──────── EXERCISE TEXT

This unit delves into the moral dimension of the person. It presents morality to the youth as a help along the way, rather than a burden.
They will come to recognize the moral dimension as a constitutive part of themselves, and to see how their acts have consequences for themselves and for others, since their acts can either be morally good or morally evil.
They will walk along the path of the value of life and human dignity.
- What does the world offer me? Analysis of the mentality and modus vivendi that predominate in society today.
- The morality in my heart: the moral fact in me.
- The sources of morality: analysis of the integrative elements of the moral act: object, end, intention and circumstances. The morally good act. Why doesn’t the end justify the means?
- Where do I look for the greater good? Jesus Christ, the Way, the Truth and the Life, source of life in abundance.
- The loss of one’s own dignity and life.
- The end does not justify the means.
- What am I seeking with my actions?
- Do my actions have consequences?
- I am a child: right or gift?
- Can I lose my dignity? My life?
- “I came so that they might have life and have it more abundantly” (Jn 10:10).
- The dignity of the human person. Analysis and definition. Current threats against human dignity: culture of death vs. culture of life. Need for the sense of God to recover lost dignity.
- The family, sanctuary of life.
The last step of this itinerary is that of discovering love as a personal vocation, as the answer to a call.
The youth will come to recognize love as a path with different stages, and to know that there is no rush in reaching the finish line. What is important is to arrive there without skipping over any part of the path, and to recognize when love is true.

────────────────

▸ BRIEF 1: In the unit description on morality, which integrative elements of the moral act are named?
▸ BRIEF 2: Resume the unit description on morality and love, starting after its final sentence.

──────── MATERIAL SHOWN

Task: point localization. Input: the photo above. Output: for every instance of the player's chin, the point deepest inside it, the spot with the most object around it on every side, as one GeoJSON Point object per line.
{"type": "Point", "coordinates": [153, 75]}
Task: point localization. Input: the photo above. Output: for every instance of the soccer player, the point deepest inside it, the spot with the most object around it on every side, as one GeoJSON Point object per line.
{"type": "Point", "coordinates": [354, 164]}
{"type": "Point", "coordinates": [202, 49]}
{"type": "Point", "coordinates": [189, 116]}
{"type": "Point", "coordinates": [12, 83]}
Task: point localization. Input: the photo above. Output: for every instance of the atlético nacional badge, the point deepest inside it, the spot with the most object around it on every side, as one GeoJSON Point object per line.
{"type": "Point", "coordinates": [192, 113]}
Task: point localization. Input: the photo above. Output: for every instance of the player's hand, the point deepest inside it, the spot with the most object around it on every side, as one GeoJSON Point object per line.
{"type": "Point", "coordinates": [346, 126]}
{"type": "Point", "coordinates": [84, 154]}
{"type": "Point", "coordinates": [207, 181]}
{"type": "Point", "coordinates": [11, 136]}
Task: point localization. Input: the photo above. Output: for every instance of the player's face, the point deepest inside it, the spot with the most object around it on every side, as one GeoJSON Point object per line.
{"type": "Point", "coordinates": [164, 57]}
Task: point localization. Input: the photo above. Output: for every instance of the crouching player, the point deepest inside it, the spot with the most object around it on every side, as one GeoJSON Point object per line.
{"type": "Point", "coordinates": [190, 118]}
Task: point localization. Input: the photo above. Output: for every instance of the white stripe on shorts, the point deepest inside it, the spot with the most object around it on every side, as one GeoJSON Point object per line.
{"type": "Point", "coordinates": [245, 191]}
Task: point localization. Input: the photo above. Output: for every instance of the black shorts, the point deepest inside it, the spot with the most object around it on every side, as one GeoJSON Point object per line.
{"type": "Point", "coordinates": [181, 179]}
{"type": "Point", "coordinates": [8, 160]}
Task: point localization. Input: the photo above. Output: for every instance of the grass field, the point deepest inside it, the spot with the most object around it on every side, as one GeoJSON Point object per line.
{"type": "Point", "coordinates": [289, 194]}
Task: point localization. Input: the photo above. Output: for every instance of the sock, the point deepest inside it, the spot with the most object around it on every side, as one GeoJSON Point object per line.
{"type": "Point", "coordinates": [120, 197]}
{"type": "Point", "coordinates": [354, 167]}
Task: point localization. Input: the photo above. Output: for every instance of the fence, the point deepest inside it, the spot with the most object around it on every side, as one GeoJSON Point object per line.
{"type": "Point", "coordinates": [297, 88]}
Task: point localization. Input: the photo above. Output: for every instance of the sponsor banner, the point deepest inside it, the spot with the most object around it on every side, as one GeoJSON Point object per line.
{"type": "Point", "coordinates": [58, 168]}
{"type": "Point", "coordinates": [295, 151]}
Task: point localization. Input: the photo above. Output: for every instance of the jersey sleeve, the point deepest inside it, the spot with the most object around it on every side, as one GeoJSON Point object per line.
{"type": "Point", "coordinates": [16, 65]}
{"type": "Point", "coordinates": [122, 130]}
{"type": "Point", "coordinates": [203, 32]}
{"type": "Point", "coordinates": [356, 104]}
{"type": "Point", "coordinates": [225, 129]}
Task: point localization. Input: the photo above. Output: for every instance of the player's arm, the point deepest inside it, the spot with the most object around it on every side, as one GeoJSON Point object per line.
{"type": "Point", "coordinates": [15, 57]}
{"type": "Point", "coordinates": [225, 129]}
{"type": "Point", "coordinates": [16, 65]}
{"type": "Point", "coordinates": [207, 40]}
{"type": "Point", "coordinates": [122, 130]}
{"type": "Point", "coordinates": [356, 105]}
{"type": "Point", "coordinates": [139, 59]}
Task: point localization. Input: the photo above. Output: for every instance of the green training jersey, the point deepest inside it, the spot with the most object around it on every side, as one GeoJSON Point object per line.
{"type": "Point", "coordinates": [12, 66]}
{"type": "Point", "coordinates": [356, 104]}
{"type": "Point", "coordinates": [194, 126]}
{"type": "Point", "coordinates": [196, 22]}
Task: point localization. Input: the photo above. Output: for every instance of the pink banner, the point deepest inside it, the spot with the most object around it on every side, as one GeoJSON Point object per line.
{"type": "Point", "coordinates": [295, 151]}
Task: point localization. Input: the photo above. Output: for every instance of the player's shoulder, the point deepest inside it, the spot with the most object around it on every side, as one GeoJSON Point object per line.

────────────────

▸ TASK OUTPUT 1: Object, end, intention and circumstances.

▸ TASK OUTPUT 2:
Love, which is personal, is made concrete in marriage, and for this reason courtship is a bridge on the path of love toward the mutual donation of oneself in marriage. Priesthood and the consecrated life are also a personal response to this first love.
- The need to learn to love. The fundamental human vocation to love.
- The discovery of a prior love: creatures of God, who is love, who loves, who creates out of love, who calls his creatures to love.
- The paths that lead to true love: loving oneself; the family, school of love; the loving encounter with God.
- Two ways of self-donation: virginity and marriage.
- The specific nature of friendship, attraction, falling in love and true love. Knowing how to differentiate and recognize them.
- Courtship: its meaning and finality. Chastity in courtship. Analysis of premarital relations.
- The nature proper to the conjugal union: personal act, entails the action of two people who act in a motivational and intentional reciprocity, colored by a unique reciprocal pleasure.
- The two significances of the conjugal act: unitive and procreative.
- Marriage: conjugal love is a committed love. Marriage as a vocation to love and as a sacrament.
- Unity in body and soul.
- The bonding of the corporeal dimension and the affective dimension in sexual expressions.